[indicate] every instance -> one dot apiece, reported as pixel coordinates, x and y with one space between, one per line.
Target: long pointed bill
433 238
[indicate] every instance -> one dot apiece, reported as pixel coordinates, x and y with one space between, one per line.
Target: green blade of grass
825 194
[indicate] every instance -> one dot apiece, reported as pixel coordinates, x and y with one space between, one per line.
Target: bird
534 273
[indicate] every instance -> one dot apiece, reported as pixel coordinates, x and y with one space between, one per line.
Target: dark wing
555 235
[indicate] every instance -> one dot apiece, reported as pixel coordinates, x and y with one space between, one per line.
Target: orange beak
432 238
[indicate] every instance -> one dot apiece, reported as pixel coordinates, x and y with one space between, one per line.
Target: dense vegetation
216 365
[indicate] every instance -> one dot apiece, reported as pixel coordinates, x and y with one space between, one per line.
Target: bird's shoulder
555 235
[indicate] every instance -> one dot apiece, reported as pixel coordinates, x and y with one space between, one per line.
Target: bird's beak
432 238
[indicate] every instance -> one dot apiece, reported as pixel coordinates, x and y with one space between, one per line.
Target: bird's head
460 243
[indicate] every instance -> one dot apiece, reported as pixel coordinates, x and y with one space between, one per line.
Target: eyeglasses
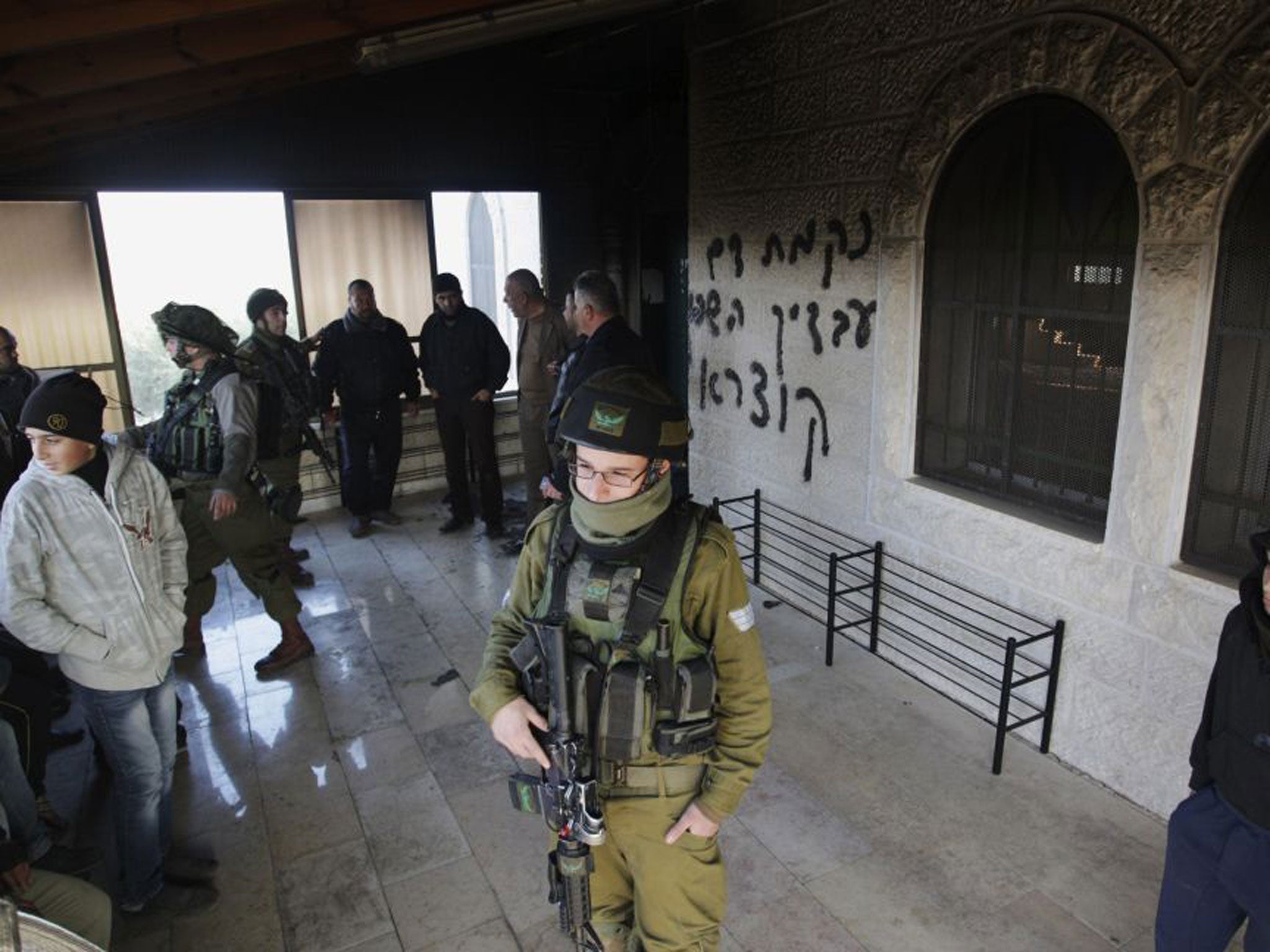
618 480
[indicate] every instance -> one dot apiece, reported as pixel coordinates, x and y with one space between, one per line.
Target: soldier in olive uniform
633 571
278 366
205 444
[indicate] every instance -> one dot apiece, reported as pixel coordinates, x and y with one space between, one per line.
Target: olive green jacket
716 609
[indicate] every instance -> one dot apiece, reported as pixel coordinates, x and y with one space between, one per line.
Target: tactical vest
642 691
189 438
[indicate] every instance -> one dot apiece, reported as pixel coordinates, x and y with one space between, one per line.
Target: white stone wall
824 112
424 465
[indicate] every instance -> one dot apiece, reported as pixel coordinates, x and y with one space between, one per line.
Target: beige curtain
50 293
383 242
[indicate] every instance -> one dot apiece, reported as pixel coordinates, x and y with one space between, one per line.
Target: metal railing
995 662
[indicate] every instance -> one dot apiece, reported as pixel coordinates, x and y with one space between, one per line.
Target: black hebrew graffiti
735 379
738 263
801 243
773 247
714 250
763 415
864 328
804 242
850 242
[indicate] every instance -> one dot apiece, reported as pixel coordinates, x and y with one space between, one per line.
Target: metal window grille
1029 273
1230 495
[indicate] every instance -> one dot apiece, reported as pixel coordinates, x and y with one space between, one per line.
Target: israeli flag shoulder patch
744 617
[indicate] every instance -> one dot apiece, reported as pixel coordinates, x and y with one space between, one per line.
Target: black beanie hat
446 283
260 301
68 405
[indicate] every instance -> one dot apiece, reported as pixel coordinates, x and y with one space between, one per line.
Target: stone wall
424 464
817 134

● ● ● ● ●

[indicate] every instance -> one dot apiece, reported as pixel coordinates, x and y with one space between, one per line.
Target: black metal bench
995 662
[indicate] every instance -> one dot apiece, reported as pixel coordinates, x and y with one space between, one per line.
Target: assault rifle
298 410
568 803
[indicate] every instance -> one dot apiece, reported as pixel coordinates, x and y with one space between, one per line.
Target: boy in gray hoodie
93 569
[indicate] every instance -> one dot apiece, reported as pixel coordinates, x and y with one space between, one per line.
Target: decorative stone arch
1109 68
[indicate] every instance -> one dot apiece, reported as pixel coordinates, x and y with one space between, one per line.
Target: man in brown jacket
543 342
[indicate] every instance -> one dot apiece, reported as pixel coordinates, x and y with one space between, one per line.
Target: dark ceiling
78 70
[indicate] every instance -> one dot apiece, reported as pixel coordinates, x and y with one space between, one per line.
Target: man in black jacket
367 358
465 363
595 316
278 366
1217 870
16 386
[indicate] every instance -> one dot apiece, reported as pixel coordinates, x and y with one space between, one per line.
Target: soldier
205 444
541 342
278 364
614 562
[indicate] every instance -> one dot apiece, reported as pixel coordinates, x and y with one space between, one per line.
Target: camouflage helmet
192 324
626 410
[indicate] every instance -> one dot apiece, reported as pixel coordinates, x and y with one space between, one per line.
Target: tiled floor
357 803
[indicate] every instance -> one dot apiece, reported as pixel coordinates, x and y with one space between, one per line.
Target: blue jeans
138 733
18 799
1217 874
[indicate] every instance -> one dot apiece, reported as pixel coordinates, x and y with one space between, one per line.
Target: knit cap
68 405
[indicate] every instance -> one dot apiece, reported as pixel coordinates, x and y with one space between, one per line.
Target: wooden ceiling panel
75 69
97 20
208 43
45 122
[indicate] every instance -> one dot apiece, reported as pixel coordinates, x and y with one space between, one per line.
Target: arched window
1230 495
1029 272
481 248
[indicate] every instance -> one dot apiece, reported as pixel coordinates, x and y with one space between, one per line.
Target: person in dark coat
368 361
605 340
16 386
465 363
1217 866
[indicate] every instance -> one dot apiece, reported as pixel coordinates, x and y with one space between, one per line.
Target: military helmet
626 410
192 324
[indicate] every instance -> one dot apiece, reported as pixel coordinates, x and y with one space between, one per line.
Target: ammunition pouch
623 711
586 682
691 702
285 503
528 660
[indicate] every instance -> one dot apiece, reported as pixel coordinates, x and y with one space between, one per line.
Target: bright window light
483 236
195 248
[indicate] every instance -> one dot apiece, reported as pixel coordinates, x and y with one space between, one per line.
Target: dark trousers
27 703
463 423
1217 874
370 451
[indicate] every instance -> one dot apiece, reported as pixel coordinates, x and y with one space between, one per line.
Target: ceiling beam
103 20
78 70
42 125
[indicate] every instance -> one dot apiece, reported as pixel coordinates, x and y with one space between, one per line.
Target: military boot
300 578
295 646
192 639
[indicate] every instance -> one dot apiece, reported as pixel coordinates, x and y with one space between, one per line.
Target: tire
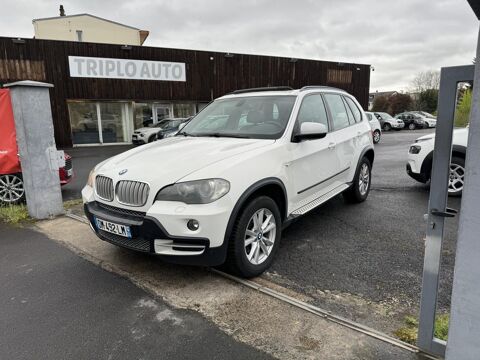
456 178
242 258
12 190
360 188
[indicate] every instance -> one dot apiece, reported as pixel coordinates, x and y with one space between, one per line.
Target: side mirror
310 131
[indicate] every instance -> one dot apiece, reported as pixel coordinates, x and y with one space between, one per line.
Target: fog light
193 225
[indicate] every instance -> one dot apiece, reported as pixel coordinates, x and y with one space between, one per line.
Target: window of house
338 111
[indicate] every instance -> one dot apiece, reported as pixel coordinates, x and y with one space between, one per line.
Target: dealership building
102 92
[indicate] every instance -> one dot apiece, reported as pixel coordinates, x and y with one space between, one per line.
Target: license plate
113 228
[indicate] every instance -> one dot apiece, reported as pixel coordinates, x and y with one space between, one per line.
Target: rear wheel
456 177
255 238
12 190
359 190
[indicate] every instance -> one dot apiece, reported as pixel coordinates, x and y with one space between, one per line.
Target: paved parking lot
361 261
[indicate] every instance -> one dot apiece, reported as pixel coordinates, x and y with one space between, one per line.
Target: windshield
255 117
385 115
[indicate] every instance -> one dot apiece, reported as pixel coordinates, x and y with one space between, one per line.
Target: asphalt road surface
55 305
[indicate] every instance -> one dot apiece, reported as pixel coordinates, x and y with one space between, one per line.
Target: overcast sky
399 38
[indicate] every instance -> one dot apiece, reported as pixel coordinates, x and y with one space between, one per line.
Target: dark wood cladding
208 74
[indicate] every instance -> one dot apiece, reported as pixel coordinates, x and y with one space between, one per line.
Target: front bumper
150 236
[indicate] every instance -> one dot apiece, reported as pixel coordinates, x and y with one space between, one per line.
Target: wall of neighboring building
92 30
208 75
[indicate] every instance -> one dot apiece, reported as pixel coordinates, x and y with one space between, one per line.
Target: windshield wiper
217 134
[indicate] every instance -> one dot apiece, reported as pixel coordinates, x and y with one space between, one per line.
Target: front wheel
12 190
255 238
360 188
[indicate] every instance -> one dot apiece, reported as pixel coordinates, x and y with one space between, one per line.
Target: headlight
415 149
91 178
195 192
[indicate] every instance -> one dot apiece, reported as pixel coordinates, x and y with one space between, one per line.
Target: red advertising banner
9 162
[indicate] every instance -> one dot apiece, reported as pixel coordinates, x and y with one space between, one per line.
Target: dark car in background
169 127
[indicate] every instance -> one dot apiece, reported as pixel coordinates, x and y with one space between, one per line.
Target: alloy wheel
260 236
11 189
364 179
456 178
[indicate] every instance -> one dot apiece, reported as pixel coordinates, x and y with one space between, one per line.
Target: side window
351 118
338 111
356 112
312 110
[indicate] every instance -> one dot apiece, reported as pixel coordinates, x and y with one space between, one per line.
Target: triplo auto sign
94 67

● ● ● ● ●

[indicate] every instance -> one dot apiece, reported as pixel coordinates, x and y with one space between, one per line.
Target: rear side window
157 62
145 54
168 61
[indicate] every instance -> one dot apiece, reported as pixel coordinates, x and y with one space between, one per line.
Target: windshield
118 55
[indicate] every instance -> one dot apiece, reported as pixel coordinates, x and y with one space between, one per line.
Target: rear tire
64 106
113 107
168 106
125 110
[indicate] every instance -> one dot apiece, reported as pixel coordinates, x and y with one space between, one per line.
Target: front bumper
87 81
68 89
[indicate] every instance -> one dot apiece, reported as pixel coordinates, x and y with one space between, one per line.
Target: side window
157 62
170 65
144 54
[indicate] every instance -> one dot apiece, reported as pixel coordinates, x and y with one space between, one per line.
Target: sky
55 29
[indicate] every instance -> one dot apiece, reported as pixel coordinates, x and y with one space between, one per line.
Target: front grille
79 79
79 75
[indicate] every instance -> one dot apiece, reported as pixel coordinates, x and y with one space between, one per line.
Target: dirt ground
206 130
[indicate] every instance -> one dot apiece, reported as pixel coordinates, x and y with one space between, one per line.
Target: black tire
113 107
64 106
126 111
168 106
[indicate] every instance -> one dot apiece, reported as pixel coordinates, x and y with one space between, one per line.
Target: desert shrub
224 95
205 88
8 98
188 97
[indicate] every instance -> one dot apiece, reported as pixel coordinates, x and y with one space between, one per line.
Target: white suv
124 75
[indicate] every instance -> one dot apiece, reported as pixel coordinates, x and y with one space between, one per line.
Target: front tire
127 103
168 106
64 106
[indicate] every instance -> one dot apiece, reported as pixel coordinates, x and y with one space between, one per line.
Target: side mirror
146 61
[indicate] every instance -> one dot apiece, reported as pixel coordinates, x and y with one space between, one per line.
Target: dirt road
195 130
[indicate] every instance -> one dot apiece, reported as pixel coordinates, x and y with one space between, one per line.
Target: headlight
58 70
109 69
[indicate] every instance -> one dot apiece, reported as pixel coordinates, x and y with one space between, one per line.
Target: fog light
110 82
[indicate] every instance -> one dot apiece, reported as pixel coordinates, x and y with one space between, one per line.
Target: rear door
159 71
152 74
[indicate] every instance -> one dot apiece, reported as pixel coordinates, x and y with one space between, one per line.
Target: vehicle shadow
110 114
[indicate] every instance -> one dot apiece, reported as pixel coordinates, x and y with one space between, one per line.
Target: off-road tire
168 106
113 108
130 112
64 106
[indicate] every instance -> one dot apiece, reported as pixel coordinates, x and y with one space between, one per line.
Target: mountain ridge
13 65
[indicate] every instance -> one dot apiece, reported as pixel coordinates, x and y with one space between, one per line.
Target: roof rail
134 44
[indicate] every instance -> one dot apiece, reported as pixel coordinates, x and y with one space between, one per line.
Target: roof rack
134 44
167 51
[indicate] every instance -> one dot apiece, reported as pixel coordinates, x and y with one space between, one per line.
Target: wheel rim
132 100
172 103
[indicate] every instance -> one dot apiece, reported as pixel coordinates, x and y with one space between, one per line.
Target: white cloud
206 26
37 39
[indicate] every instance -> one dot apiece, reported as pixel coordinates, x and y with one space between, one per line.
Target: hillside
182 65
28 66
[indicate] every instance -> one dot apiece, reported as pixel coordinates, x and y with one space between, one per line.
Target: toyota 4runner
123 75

● ● ● ● ●

_Problem details_
Gather and copy out every line in the data above that contains the string "window". Case counts.

_Full answer_
Target: metal window grille
Target: arched window
Target: bright window light
Target: window of house
Target: side window
Target: rear side window
Target: side window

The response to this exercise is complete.